That post ended with a final remark that the missing Chinese defense minister has “paid off his mortgage with the Country Garden real estate developers,” thereby combining Beijing’s palace intrigue with China’s housing crisis in a single line. That zinger came one week after another jab in which he likened Xi’s leadership team to “Agatha Christie’s novel And Then There Were None.

His scornful tone has drawn criticism from some corporate analysts who see it as an unhelpful “kind of ‘wolf warrior’ diplomacy from the U.S. side,” but Republicans like it.

“Ambassador Emanuel is employing his biting sense of humor to great effect,” former Ambassador Joseph Cella, a conservative Roman Catholic activist who led the U.S. Embassy in Fiji for half of Donald Trump’s presidency, told the Washington Examiner. “He’s speaking the truth, using humor, whereas [Chinese officials] muddy the waters and always, by their nature, operate without transparency.”

Emanuel offered a similar defense of his posture. “Criticizing me is actually a deflection from the real problem,” he told the Wall Street Journal in an interview published Saturday. “Why isn’t China transparent with anyone? … Deceit and deception are traits that run through everything China does. That’s unacceptable for a world leader.”

His censorious commentary adds some gilding to a diplomatic record that includes some major policy successes, culminating in the recent summit of U.S., Japanese, and South Korean leaders at Camp David.

## Dataset excerpt:
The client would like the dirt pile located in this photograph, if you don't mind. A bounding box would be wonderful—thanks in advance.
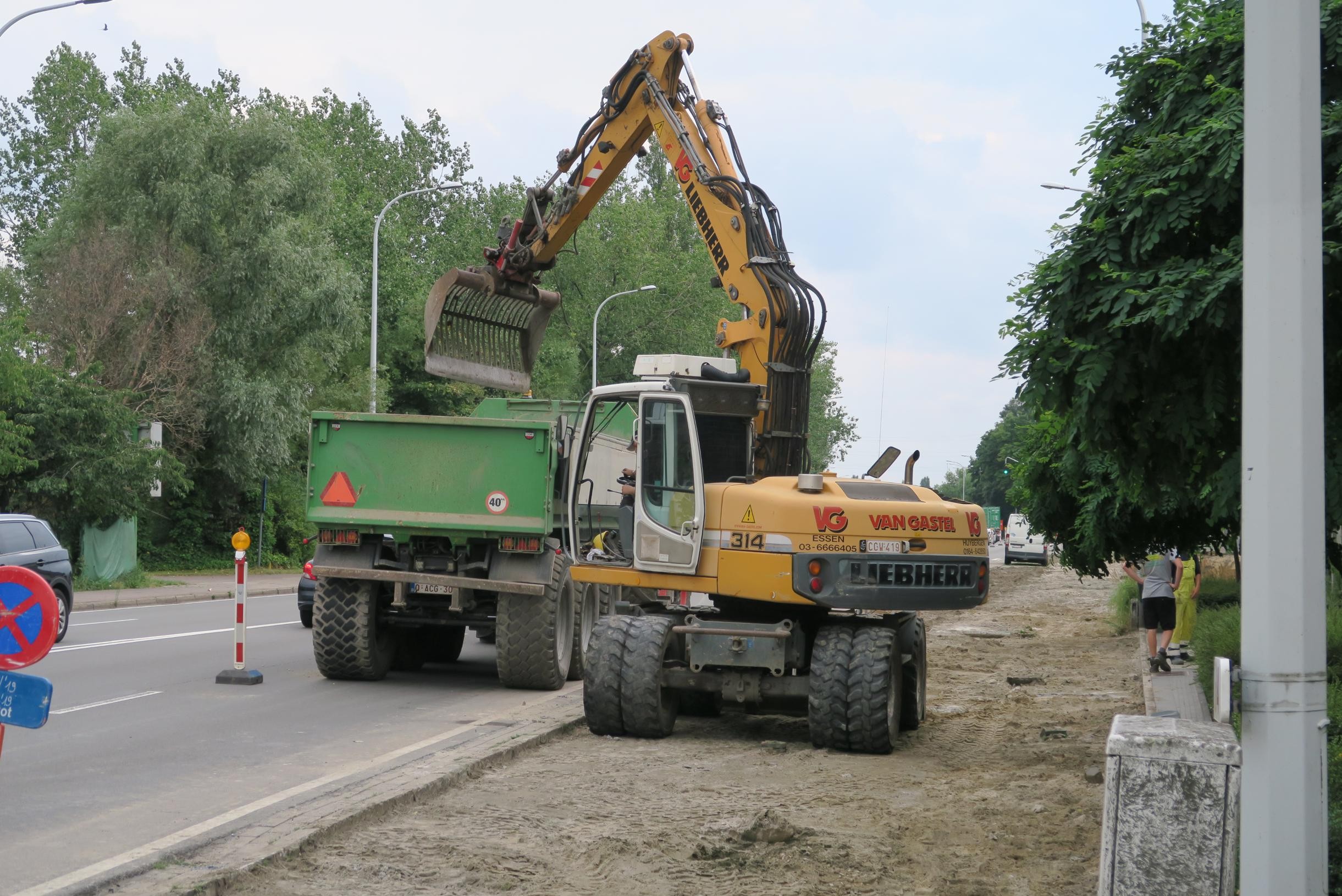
[229,566,1142,896]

## Actions to take:
A) In the passage about Ambassador Emanuel's remarks on China, which U.S. embassy did Joseph Cella lead?
B) Write the next few sentences of the passage about Ambassador Emanuel's remarks on China, starting after its final sentence.

## Results:
A) The U.S. Embassy in Fiji.

B)
“Anyone who has spent any time around Ambassador Emanuel [knows] he is probably one of the best examples of someone serving this current administration who gets the China challenge and will certainly say the right things, and, more often than not, is doing the right things,” a former State Department official told the Washington Examiner. “If we had more Rahms, we’d probably have a stronger Indo-Pacific policy.”

Criticism of Xi is at the core of Emanuel’s rhetoric, even as other senior U.S. officials strike a more collegial tone in their meetings with Chinese officials in a bid to establish “a floor” for the high-stakes U.S.-China relationship.

“I’m for a dialogue, but I’m also not for being, as my father would say, a schmuck,” Emanuel said in a Wall Street Journal podcast last month.

He went on to air a series of grievances with Beijing — from Xi’s apparent duplicity during a 2015 press conference in the Rose Garden, when he claimed that “China does not intend to pursue militarization” of artificial islands in the South China Sea, to China’s reputation for intellectual property theft.

“If they’re going to — the Communist Party, and specifically under XI — use lying and cheating as a modus operandi of the state and its legitimacy, then you would be a fool to go into that discussion, negotiation, not cognizant of what they’re doing,” he said.

The former Chicago mayor then pivoted to a brassy recitation of China’s internal problems, especially their housing crisis and sky-high youth employment rate, which surged above 21% before Beijing stopped publishing the data.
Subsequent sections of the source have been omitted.